### Aim of the exercise
Can you extract every line of all the items below word for word, leaving the pictures out?

Location labeling items
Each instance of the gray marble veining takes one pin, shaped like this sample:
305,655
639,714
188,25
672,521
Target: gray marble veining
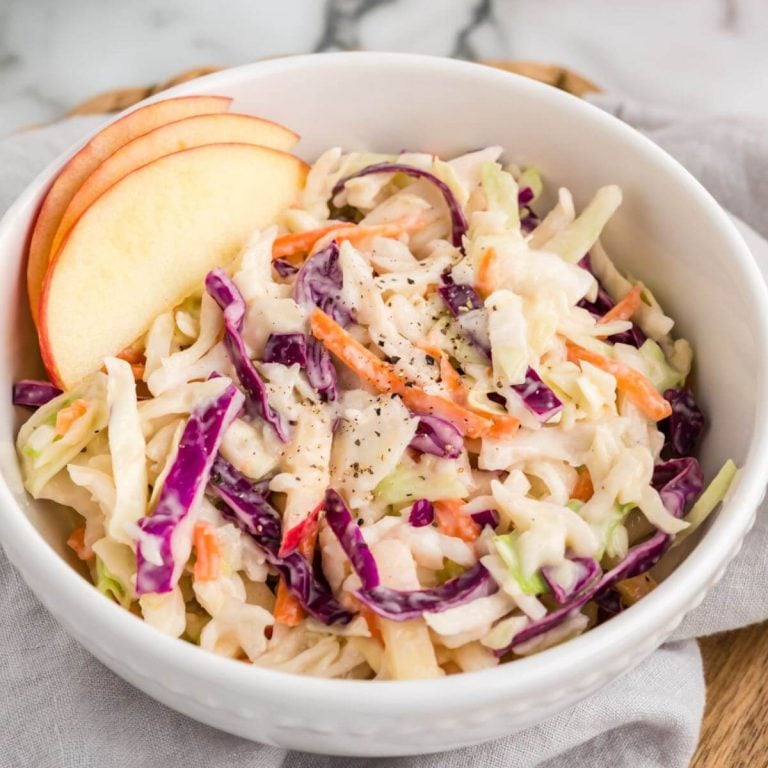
701,55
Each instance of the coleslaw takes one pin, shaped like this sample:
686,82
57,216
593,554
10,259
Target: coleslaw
414,429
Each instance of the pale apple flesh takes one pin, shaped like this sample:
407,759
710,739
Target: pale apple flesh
87,159
148,242
183,134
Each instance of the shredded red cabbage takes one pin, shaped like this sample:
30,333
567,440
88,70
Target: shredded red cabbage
684,427
340,520
640,559
486,517
438,437
183,488
247,508
589,570
284,268
422,513
467,307
309,354
459,223
319,284
33,393
679,482
401,606
538,398
225,293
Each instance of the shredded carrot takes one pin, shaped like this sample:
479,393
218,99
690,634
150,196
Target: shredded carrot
76,542
358,234
302,538
303,535
298,243
383,377
453,383
631,382
207,551
583,489
503,426
372,620
131,355
287,609
635,588
484,279
625,308
66,417
453,522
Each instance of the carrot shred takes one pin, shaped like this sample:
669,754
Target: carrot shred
452,522
503,427
624,309
76,542
303,535
635,588
484,279
287,609
637,388
298,243
207,551
583,490
66,417
131,355
372,620
383,377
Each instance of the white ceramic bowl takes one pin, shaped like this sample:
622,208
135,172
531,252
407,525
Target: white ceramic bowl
669,232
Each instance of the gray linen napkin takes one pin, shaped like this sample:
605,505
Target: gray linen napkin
60,708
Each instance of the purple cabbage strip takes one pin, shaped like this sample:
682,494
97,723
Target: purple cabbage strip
459,223
486,517
309,354
684,427
467,307
401,606
225,293
422,513
539,399
319,284
33,393
634,336
524,196
339,518
246,506
184,486
679,482
284,268
437,437
640,559
590,570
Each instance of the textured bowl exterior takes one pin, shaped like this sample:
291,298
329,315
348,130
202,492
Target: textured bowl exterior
395,718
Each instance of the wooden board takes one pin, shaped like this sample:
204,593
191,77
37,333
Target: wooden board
735,729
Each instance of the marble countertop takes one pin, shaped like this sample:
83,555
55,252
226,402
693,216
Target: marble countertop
698,55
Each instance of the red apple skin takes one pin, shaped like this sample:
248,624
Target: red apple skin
83,163
149,241
166,139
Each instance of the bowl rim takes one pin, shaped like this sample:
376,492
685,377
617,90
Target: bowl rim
670,600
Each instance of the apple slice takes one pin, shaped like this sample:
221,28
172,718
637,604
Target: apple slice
148,242
172,137
87,159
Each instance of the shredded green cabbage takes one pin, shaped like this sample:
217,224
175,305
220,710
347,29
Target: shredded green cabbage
712,495
506,546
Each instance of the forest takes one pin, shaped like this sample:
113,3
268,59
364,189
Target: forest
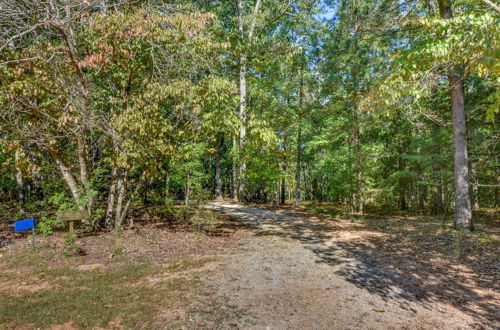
383,104
249,164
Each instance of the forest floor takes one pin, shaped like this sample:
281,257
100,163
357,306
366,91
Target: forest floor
304,270
261,268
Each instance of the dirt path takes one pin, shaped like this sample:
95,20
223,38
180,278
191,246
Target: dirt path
294,275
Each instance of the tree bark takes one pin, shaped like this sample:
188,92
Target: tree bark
82,162
242,108
463,212
111,196
243,93
359,204
234,172
283,178
218,160
298,196
437,190
122,190
19,180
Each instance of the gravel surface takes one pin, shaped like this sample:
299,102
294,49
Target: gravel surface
292,275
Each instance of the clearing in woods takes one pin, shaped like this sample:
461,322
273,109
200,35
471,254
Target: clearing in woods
310,274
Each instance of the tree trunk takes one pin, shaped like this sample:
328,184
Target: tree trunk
463,212
19,180
82,162
299,165
122,191
242,109
111,196
283,178
218,160
234,172
68,177
358,203
437,190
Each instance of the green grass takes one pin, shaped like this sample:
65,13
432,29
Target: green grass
122,295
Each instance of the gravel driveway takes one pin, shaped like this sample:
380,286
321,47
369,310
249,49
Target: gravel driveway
293,275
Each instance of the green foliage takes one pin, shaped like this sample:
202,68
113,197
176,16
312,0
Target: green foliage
46,225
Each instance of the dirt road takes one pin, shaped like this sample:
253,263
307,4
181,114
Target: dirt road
294,275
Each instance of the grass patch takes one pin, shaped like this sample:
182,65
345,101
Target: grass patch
94,298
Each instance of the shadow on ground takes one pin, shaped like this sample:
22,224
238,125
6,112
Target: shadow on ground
392,258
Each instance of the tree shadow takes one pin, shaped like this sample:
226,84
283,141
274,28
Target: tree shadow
384,261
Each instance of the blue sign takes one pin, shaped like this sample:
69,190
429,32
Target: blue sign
24,224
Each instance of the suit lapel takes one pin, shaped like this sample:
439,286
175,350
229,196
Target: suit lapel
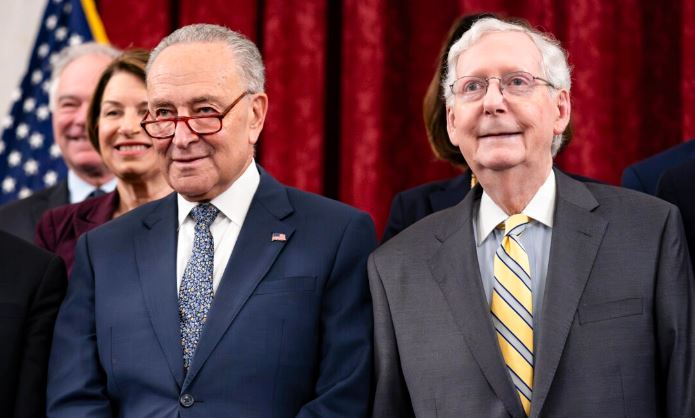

### Worked answer
Each instance of the gray marble veining takes one pin, shaped like this sample:
305,655
639,714
188,25
672,521
Target: gray marble veining
701,55
Each instance of the coleslaw takes one pin, shaped like this sample:
686,82
57,216
593,554
10,259
Target: coleslaw
414,429
Each instance of the pale apple flesh takes one pin, shaped like this sample:
407,759
710,739
Target: pale apple flesh
87,159
148,242
183,134
Each instance of the shredded red cabbage takes one pin, shaped like this sample:
30,333
567,440
88,70
Target: shredded red cabbage
684,427
340,520
640,559
486,517
438,437
183,488
247,508
589,570
284,268
422,513
467,307
309,354
459,223
319,284
33,393
679,482
401,606
538,398
225,293
Each instance of the shredded carrot takes one pin, shaped like this sample:
479,393
218,99
690,634
150,196
Target: shredded carrot
76,542
358,234
302,538
303,535
298,243
383,377
453,383
631,382
207,551
583,489
503,426
372,620
131,355
287,609
635,588
484,279
625,308
66,417
453,522
Each instance of the carrot shred takes one pin, shaped like this sample:
669,754
Target: carrot shred
452,522
503,427
624,309
76,542
303,535
635,588
484,279
287,609
637,388
298,243
207,551
583,490
66,417
131,355
372,620
383,377
Each instance of the white ceramic bowl takes one pin, shaped like this sample:
622,208
135,172
531,252
407,525
Target: white ceramic bowl
669,232
Each instance of the gray linen napkin takes one pin, shaped like this sample:
605,505
Target: gray linen napkin
60,708
Each instance of the purple cabbage strip takes one pin, shaped like this sample:
682,494
97,723
Target: purple cabbage strip
459,223
486,517
309,354
684,427
467,307
401,606
225,293
422,513
539,399
319,284
33,393
634,336
524,196
339,518
246,506
184,486
679,482
284,268
437,437
640,559
590,570
Each instance of the textured bowl exterior takes one pin, shaped like this sample:
291,298
329,315
348,130
202,492
Target: textured bowl exterior
395,718
Each instance of the wooden board takes one pin, shaped like this sample:
204,593
191,77
37,333
Target: wooden board
735,729
Each instance of the marble countertop takes one pin, shaped like this sample:
83,555
55,252
226,402
693,216
Target: marble countertop
698,55
Each instance of the red apple skin takes one pin, shaped like this sample:
248,624
Target: red apple skin
83,163
149,241
166,139
Each instance of the bowl rim takes one pin, shaped like this sample:
376,492
685,377
617,90
Target: bowl rim
670,600
Each instance of the apple slice takes one pin, shaped like this sample:
221,28
172,718
637,604
Target: apple slice
148,242
172,137
87,159
Each instance of the shredded green cabbage takes one pin, shaped like this sample:
217,224
175,305
220,710
347,29
Target: shredded green cabbage
712,495
506,546
Each instance of the forest takes one pin, shaped like this sample:
113,3
268,59
364,189
Target: forest
383,104
249,164
Each instance of the forest floor takes one pin, shaped like this sample:
281,257
100,163
357,306
366,91
Target: forest floor
304,270
261,268
Each instance of the dirt path takes one pin, shaped like this sample:
95,20
223,38
180,278
191,246
Target: dirt path
294,275
Each instance of the tree bark takes one pin, shaped like this sample:
188,92
Target: tree bark
82,162
242,108
463,212
111,196
243,93
359,204
234,172
283,178
218,160
298,196
437,190
122,190
19,180
Each instance of the gravel surface takes one pin, shaped like this sample:
299,102
294,49
Target: gravel surface
292,275
Each instance of the clearing in woods takes one pin, shaped like this sample:
461,322
273,109
200,35
471,254
Target: clearing in woods
310,274
Each instance of the tree trunk takes one pin, shaped like this sample:
328,184
Target: tree trunk
463,212
19,180
82,162
299,165
122,191
242,109
111,196
283,178
218,160
234,172
68,177
358,203
437,190
Each instance of the green grass takes one pin, shaped like this sample:
65,13
432,29
Target: green grass
122,295
Each instance of the gravel driveway takes one pin, shaped like this sample:
380,286
321,47
369,310
249,49
Target: gravel driveway
293,275
Each instance of the green foliage takes one pin, shaped like this sample:
202,68
113,197
176,16
312,0
Target: green foliage
46,225
Each instance of the dirt road takes one pin, shaped like this sample:
253,263
307,4
181,114
Target: dirt road
294,275
Each instance of the grass patch takes one pin, shaped like this sample:
182,65
345,101
Target: grass patch
94,298
Each instance of the shadow on ground takes one pin, shaped like this sample:
22,224
238,125
6,112
Target: shadow on ground
392,258
Each instance of the tree shadow takes one pin, shaped like this sample:
226,84
283,141
274,28
Target: tree shadow
384,261
Each instance of the blue sign takes one pin, shaped like this sample:
69,190
429,32
Target: blue sign
24,224
Each instance of the suit lapel takes one pin, shaped like this sample:
439,286
175,350
229,196
Target: suit lapel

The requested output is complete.